_TEXTE FOURNI_

Grand événement dans ma vie de Cedric exilé aux Antipodes: pouvoir assister à un match de Rugby après avoir, vu le prix du billet, vendu et/ou mis en gage la moitié de mon capital corporel.
Le lieu: Wellington Stadium (vu de dedans)
L’intro (qui sert à rien)
L’approche que j’ai du monde rugybstique est bourrée de clichés: je m’imagine volontiers de fiers et poilus gaillards s’envoyer des droites puis des bières, selon la mi-temps. J’imagine ces mêmes mecs venant du sud-ouest et voyagent en fredonnant en permanence quelques belles chansons propre à faire rougir Fanchon (ou ses copines).
De même, mon passé de spectateur n’est pas riche: un France-Italie en 6 nations au Stade de France ainsi que pas mal de visionnages de matchs dans ma beloved Taverne. C’est d’ailleurs dans ces circonstances que mon vocabulaire s’est enrichi de belles expressions typiques: aller à dame ou au charbon, mettre un tampon, un taquet, un caramel, pick and go, compter le décollage à rebours de ses dents, prendre le large, etc etc.
C’est donc (plus ou moins) en novice que je suis allé voir ce dernier match de la Poule X, quasiment décisif pour les quarts de finale, sous le doux patronage de Céline et Matthieu, l’une venant du Bearn et l’autre pas et maitrisant infiniment mieux que moi l’art du Supporter.

_EXERCICES PROPOSÉS_
(1) Transcrivez le passage du texte sur le match de rugby qui va de "Grand événement dans" jusqu'à "mon capital corporel.".
(2) D'après le texte sur le match de rugby, dans quel stade se déroule le match?
Le matériel présenté ensuite est indépendant du texte sur le match de rugby.

_DONNÉES ENREGISTRÉES_
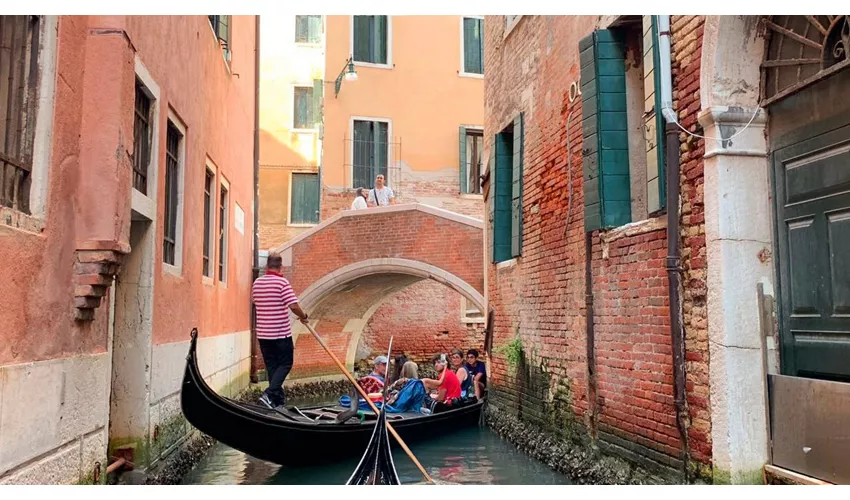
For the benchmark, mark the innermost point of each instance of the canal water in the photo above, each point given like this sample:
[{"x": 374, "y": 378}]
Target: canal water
[{"x": 469, "y": 456}]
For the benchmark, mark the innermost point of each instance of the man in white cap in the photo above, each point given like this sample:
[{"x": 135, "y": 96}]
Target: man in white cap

_RÉPONSES ATTENDUES_
(1)
Grand événement dans ma vie de Cedric exilé aux Antipodes: pouvoir assister à un match de Rugby après avoir, vu le prix du billet, vendu et/ou mis en gage la moitié de mon capital corporel.

(2) Le match se déroule au Wellington Stadium.